*Data section:*
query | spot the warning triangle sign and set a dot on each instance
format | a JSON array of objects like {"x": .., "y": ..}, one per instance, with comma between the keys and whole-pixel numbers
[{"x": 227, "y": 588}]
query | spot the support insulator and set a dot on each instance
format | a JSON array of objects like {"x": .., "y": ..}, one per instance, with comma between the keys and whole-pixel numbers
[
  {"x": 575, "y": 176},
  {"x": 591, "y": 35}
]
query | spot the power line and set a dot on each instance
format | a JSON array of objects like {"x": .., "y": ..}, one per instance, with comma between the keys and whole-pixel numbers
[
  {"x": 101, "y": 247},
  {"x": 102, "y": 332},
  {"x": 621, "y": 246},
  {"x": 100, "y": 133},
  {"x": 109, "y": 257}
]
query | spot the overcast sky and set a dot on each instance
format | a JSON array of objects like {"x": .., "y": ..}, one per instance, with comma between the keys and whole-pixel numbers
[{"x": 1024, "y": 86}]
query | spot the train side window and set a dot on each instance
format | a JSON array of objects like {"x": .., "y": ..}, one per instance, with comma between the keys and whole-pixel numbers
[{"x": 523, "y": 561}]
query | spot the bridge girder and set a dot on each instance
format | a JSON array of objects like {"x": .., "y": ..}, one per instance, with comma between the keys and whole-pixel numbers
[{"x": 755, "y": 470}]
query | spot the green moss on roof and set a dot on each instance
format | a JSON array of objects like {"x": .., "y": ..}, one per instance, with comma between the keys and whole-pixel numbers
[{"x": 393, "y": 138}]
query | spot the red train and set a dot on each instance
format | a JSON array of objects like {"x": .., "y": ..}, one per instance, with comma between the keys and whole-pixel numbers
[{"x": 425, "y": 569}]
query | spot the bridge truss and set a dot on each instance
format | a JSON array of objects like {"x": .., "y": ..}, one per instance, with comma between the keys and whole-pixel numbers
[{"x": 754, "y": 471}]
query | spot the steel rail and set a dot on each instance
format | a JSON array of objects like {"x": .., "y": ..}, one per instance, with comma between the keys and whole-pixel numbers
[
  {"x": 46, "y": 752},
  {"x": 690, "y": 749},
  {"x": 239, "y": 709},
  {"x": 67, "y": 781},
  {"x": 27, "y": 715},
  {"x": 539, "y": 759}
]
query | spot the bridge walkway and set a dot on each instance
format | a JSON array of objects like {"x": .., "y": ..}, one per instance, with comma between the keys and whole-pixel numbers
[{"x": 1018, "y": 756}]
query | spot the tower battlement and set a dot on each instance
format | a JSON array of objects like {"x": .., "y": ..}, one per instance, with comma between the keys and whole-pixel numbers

*Instructions for the task:* Print the complete listing again, exactly as it stands.

*Correct answer:*
query | spot the warning triangle sign and set a dot on each instance
format | a JSON array of objects like {"x": .., "y": ..}, one per instance, with comma between the keys and whole-pixel numbers
[{"x": 227, "y": 588}]
query | spot the support insulator and set a dot on each instance
format | a JSON array of objects like {"x": .., "y": ..}, one per instance, with comma between the keys and whole-pixel numbers
[
  {"x": 575, "y": 176},
  {"x": 591, "y": 35}
]
query | spot the power line and set a dot on each instance
format | a JSON array of objects like {"x": .., "y": ..}, one per instance, with comma between the keys and whole-pixel numbers
[
  {"x": 101, "y": 247},
  {"x": 102, "y": 332},
  {"x": 621, "y": 246},
  {"x": 100, "y": 133},
  {"x": 109, "y": 257}
]
query | spot the overcast sky and set a dot on each instance
format | a JSON array of objects like {"x": .., "y": ..}, one per instance, with comma between the keys and whole-pixel numbers
[{"x": 1024, "y": 86}]
query | spot the train side window and set a dot on each instance
format | a JSON array of objects like {"x": .., "y": ..}, one per instance, with comma between the keys and whole-pixel numbers
[{"x": 523, "y": 561}]
query | spot the bridge girder and set a dot on each instance
format | a JSON array of objects like {"x": .., "y": ..}, one per instance, with comma between the keys and whole-pixel numbers
[{"x": 755, "y": 470}]
query | spot the green moss on roof and set a dot on each instance
format | a JSON array of objects like {"x": .., "y": ..}, one per instance, with comma between the keys and whole-pixel numbers
[{"x": 393, "y": 138}]
query | spot the red train and set a dot on each instance
format | a JSON array of objects like {"x": .., "y": ..}, one per instance, with comma between the keys and whole-pixel numbers
[{"x": 425, "y": 569}]
query | spot the bridge truss and set a dot on each instance
format | a JSON array of objects like {"x": .., "y": ..}, one per instance, with comma between the keys and whole-pixel numbers
[{"x": 754, "y": 471}]
query | spot the steel rail and set a dot on each instance
format | a JSON array of objects like {"x": .., "y": ..}, one per instance, with comma between the keys and whole-pixel numbers
[
  {"x": 46, "y": 752},
  {"x": 690, "y": 749},
  {"x": 239, "y": 709},
  {"x": 67, "y": 781},
  {"x": 27, "y": 715},
  {"x": 539, "y": 759}
]
query | spot the bridge walkway and set a dot on each instance
format | a JSON array of objects like {"x": .., "y": ..}, one per instance, with comma between the keys and whole-pixel numbers
[{"x": 1018, "y": 756}]
query | spot the tower battlement and set a dot on each instance
format | a JSON array of objects like {"x": .., "y": ..}, one per instance, with comma between the keys and whole-pixel numbers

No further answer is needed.